**EXTRAIT CHOISI:**
Vers minuit, les auteurs dramatiques, les romanciers couraient au métro. Les poètes suivaient Fagus. Le groupe s’effritait, à mesure que la nuit s’avançait. Vers le matin, il ne demeurait autour de lui qu’un ou deux fantômes.
A travers le vent et la pluie, ou les souffles parfumés du printemps, les nocturnes allaient, disputant d’images. Et, lorsque le matin blêmissait tout, les visages, les tétons de Montmartre, deux ou trois points culminants, faisait paraître un Paris immense et désert sous l’or inutile et terni des becs de gaz, Fagus entrait dans le premier hôtel venu pour y dormir quelques heures.
Ce regard bleu possède une voix douce qui chante et transforme certains propos en mélopée, mais qui peut atteindre à une sonorité perçante et fracassante si la passion s’en mêle. Il n’y a tel qu’un solitaire pour être éloquent — pour réaliser surtout son monde intérieur. Fagus, au milieu de la foule suspendue aux lèvres des fumistes, est l’enchanteur de soi-même. Il ne croit qu’à ce qui lui plaît, non pas à ce que la majorité et la raison décrètent.
Je le rencontrai, un soir, sur le pont d’Arcole, lisant à petits pas une brochure.
— Compère, dit-il, ça ne va pas…
(Volontiers, il s’exprime en vieux style, ou en argot, en latin, en patois ardennais, en langue noble ou vulgaire, en grec, etc…)
— …J’ai fait une chute et me suis cassé l’avant-bras. Ça n’a pas d’importance. Je traite le mal par le mépris…
Son bras était enflé, le poignet tordu. Je parlai du médecin. Il ricana avec cette bouche qu’il a dans une barbe qui fut dorée.
— …A l’hôpital, on m’a fait perdre une matinée et demandé 50 fr. pour la radiographie… Je ne les ai pas.
Et il parla d’autre chose.
Cinq ou six jours après, on dut lui rompre les os qui s’étaient soudés de travers. Il souffrit horriblement — et en plaisanta.
Fagus, la bouche gourmande, porte au milieu des pauvres où il demeure, une âme pieuse et, à la fois, d’une prodigieuse sensualité.
Fagus n’est pas le seul personnage familier ce pays destiné dès toujours à Villon et aux poètes. On y rencontra jadis Charles-Louis Philippe, qui prenait ses repas rue de La Huchette dans un restaurant où les couverts étaient attachés à la table par une chaîne et Guillaume Apollinaire l’errant. Francis Carco demeura longtemps dans la Cité.

**CONSIGNE 1:**
Répondez d'après l'extrait sur Fagus.
(a) Sur quel pont Fagus est-il rencontré un soir, lisant une brochure ?
(b) Quelle somme l'hôpital lui a-t-il demandée pour la radiographie ?
(c) Dans quelle rue Charles-Louis Philippe prenait-il ses repas ?
**CONSIGNE 2:**
Poursuivez l'extrait sur Fagus à la suite de sa dernière phrase.
Les entrées proviennent d'une autre source que l'extrait sur Fagus.

**ENTRÉES FOURNIES:**
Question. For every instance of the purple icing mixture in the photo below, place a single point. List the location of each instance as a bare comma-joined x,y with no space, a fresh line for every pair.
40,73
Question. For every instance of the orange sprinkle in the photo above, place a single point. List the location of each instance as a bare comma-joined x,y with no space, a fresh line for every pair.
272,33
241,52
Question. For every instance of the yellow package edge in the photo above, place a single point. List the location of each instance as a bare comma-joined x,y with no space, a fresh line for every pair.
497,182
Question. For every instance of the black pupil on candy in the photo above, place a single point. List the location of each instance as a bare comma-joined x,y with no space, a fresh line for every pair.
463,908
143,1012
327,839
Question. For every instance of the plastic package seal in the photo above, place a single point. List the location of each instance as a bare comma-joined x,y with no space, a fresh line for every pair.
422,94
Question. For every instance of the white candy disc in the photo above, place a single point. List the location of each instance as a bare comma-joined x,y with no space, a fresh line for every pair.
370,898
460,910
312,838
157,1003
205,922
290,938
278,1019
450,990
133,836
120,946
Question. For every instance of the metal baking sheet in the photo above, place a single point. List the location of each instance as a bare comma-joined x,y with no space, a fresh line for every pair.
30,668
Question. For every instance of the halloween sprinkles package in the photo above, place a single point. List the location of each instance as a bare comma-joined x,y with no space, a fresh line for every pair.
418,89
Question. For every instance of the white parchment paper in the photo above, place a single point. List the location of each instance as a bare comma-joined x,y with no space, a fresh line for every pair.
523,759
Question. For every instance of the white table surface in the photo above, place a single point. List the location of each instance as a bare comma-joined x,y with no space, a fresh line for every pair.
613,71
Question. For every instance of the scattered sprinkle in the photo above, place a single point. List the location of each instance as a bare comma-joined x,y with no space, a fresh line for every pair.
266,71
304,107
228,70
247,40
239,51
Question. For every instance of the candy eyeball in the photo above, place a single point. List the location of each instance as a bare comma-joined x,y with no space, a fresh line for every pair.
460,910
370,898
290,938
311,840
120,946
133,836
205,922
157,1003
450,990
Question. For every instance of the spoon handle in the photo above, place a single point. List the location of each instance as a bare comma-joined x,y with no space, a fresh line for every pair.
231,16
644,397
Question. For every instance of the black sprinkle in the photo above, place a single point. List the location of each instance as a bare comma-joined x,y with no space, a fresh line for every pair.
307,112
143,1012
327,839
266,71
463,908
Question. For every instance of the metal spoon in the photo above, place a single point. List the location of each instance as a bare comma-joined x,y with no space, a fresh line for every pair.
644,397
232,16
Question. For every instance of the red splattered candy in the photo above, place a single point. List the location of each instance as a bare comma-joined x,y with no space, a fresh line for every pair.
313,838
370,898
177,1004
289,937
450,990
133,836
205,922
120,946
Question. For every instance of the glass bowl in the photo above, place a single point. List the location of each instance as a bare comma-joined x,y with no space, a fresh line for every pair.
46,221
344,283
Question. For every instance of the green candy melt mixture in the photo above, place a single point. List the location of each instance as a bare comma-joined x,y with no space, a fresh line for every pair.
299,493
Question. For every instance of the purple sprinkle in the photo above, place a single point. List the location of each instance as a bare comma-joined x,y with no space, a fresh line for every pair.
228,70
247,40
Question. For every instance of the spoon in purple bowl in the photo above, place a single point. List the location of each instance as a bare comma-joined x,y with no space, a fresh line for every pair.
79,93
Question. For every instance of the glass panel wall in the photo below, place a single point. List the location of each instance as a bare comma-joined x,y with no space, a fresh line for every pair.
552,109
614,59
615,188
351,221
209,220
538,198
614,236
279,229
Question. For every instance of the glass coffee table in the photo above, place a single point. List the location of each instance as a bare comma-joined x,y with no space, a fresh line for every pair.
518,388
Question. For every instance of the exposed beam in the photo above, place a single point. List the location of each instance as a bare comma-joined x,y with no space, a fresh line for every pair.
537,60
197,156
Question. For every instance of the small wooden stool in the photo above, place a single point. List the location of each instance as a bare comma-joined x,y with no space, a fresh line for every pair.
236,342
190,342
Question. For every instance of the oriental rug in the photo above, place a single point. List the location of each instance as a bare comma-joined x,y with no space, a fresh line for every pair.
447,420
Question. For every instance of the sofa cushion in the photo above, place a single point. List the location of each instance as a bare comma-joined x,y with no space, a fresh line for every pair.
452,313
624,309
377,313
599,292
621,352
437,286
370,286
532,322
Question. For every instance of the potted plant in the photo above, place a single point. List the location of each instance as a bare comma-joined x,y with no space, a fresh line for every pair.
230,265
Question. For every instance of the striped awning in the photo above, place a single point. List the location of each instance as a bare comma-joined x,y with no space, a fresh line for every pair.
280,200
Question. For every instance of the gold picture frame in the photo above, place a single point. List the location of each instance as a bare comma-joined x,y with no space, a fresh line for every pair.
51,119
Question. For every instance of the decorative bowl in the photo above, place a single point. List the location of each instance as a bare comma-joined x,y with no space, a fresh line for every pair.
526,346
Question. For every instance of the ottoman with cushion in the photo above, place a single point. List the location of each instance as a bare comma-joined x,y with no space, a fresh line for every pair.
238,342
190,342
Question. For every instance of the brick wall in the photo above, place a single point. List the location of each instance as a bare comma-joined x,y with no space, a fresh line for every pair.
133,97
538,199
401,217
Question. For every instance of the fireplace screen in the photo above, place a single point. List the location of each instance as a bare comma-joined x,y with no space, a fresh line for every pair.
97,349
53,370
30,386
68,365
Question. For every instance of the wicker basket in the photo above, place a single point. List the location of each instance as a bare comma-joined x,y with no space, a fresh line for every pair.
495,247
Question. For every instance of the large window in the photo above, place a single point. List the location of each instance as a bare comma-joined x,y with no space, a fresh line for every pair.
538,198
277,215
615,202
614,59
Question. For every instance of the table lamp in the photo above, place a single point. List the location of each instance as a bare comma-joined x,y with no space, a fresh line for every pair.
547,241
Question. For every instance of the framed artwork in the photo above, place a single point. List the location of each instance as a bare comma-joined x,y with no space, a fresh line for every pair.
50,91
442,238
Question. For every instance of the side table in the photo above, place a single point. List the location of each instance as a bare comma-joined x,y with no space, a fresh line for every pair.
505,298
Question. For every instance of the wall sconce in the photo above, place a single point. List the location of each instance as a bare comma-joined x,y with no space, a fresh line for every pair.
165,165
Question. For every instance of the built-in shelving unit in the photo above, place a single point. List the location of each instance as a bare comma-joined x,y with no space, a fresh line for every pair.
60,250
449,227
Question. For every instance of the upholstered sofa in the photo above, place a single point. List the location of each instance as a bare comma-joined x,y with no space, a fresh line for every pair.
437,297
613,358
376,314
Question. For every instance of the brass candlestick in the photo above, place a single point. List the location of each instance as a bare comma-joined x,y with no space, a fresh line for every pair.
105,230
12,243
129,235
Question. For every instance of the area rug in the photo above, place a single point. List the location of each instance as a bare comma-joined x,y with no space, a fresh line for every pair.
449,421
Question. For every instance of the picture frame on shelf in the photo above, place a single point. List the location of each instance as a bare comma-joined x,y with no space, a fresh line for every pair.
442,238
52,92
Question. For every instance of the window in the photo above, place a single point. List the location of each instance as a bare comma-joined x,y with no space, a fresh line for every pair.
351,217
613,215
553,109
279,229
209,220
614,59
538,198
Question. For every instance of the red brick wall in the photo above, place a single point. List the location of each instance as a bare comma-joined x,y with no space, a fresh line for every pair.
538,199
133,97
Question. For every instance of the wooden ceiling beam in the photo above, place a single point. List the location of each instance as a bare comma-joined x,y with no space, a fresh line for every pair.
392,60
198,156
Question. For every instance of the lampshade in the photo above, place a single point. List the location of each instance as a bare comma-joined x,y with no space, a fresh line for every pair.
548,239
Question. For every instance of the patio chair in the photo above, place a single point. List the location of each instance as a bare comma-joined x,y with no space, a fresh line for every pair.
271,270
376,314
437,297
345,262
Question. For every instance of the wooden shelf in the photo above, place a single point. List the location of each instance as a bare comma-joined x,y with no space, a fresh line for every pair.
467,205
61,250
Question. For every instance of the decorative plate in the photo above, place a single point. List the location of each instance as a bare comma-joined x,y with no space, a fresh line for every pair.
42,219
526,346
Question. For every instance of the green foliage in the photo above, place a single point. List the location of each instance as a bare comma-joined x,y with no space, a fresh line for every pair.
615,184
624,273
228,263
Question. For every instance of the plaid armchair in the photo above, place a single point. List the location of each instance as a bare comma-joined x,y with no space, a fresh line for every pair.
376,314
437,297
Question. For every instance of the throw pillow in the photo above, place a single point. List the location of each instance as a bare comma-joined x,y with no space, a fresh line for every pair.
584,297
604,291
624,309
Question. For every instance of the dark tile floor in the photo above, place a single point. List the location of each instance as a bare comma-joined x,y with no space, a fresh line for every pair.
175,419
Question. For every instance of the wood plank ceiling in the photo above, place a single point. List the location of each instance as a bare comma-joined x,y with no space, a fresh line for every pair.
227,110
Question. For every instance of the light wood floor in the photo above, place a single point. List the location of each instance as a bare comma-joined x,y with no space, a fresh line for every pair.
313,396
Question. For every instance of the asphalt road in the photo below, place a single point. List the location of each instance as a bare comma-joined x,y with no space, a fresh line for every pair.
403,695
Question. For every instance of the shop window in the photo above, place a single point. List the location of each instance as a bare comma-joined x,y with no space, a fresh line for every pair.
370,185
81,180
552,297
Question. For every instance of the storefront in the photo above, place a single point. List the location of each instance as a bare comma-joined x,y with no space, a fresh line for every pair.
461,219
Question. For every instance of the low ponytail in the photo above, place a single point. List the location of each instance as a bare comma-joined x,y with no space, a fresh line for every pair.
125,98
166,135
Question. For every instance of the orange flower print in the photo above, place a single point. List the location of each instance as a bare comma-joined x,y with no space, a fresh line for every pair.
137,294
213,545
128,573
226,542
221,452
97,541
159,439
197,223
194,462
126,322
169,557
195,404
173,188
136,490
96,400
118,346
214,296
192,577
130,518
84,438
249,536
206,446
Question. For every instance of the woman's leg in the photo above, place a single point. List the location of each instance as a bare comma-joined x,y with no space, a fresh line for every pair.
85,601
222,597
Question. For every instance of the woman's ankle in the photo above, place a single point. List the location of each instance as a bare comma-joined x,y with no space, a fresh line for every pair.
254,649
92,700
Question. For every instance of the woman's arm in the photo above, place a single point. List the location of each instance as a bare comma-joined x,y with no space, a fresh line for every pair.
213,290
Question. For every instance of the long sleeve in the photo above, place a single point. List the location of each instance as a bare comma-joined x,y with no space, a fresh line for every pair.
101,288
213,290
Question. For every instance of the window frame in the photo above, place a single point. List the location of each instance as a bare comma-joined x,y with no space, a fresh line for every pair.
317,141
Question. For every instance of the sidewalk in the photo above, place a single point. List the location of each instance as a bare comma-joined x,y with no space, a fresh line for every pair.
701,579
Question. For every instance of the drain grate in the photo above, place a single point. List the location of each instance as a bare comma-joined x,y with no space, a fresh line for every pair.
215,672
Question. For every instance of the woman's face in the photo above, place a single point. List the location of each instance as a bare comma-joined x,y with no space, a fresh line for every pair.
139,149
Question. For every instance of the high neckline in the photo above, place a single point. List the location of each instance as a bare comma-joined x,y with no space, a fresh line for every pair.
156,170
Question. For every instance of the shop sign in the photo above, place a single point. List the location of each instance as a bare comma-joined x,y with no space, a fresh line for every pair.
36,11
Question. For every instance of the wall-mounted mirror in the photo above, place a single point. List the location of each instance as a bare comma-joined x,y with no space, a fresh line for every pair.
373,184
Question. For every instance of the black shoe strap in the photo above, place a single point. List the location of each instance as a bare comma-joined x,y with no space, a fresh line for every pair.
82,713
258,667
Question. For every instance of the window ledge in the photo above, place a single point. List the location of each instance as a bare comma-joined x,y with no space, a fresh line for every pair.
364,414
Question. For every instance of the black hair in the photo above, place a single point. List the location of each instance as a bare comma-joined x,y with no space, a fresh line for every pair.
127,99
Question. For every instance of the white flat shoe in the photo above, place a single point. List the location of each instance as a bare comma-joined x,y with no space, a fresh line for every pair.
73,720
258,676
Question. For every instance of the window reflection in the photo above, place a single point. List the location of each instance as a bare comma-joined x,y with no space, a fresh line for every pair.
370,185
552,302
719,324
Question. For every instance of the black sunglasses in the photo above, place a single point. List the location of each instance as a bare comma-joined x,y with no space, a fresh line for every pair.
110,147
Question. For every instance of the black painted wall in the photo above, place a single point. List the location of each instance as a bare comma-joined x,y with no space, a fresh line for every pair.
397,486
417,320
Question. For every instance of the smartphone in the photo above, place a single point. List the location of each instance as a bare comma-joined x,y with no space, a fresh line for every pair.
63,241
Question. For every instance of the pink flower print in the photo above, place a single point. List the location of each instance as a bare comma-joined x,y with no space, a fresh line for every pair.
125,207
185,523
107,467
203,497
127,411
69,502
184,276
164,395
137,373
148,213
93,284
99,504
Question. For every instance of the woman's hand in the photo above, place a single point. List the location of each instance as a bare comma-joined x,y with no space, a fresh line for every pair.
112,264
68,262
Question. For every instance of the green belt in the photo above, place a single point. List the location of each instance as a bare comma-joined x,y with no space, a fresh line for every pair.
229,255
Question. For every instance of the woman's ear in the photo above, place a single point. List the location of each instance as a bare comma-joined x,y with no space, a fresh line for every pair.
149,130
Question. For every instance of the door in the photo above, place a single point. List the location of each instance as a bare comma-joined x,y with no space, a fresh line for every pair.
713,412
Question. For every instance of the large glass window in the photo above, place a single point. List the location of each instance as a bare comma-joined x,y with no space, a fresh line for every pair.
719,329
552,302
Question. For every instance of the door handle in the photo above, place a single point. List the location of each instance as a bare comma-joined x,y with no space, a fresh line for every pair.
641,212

**ZONE DE RÉPONSE 1:**
(a) Sur le pont d'Arcole.
(b) 50 francs.
(c) Rue de La Huchette.

**ZONE DE RÉPONSE 2:**
Le peintre poète Kiyo Komatzou, à l’époque la plus douloureuse de sa carrière, logea dans un bouge du quartier Maubert.
Si le visage de ce morceau de Hurepoix qu’est le quartier Saint-Séverin s’est transformé, sa population n’a pas varié beaucoup : le peuple et les clochards s’y mêlent toujours aux étudiants, aux artistes et aux poètes que la gloire monnayable n’a pas encore touchés.
Les transformations physiques n’ont d’ailleurs nullement aboli certaines traditions de gaieté. On persévère ici, comme chez l’amie de François Villon, à berner les badauds ainsi que nous l’avons vu faire dans les faux cabarets à assassins.
En sortant de Saint-Julien-le-Pauvre, il est possible de se rencontrer avec un Finlandais ou un Sud-Américain à la table de pierre d’un caveau du quartier, organisé à l’usage d’exploiter la naïveté des grands-ducs et de leurs imitateurs.
Les caveaux, les oubliettes et autres cavernes de ce sous-sol sont parfaitement authentiques. Ce vieux territoire a été si souvent exhaussé depuis le neuvième siècle où les Normands passèrent que le cellier d’autrefois peut bien avoir l’air d’être maintenant une prison cachée de château carolingien.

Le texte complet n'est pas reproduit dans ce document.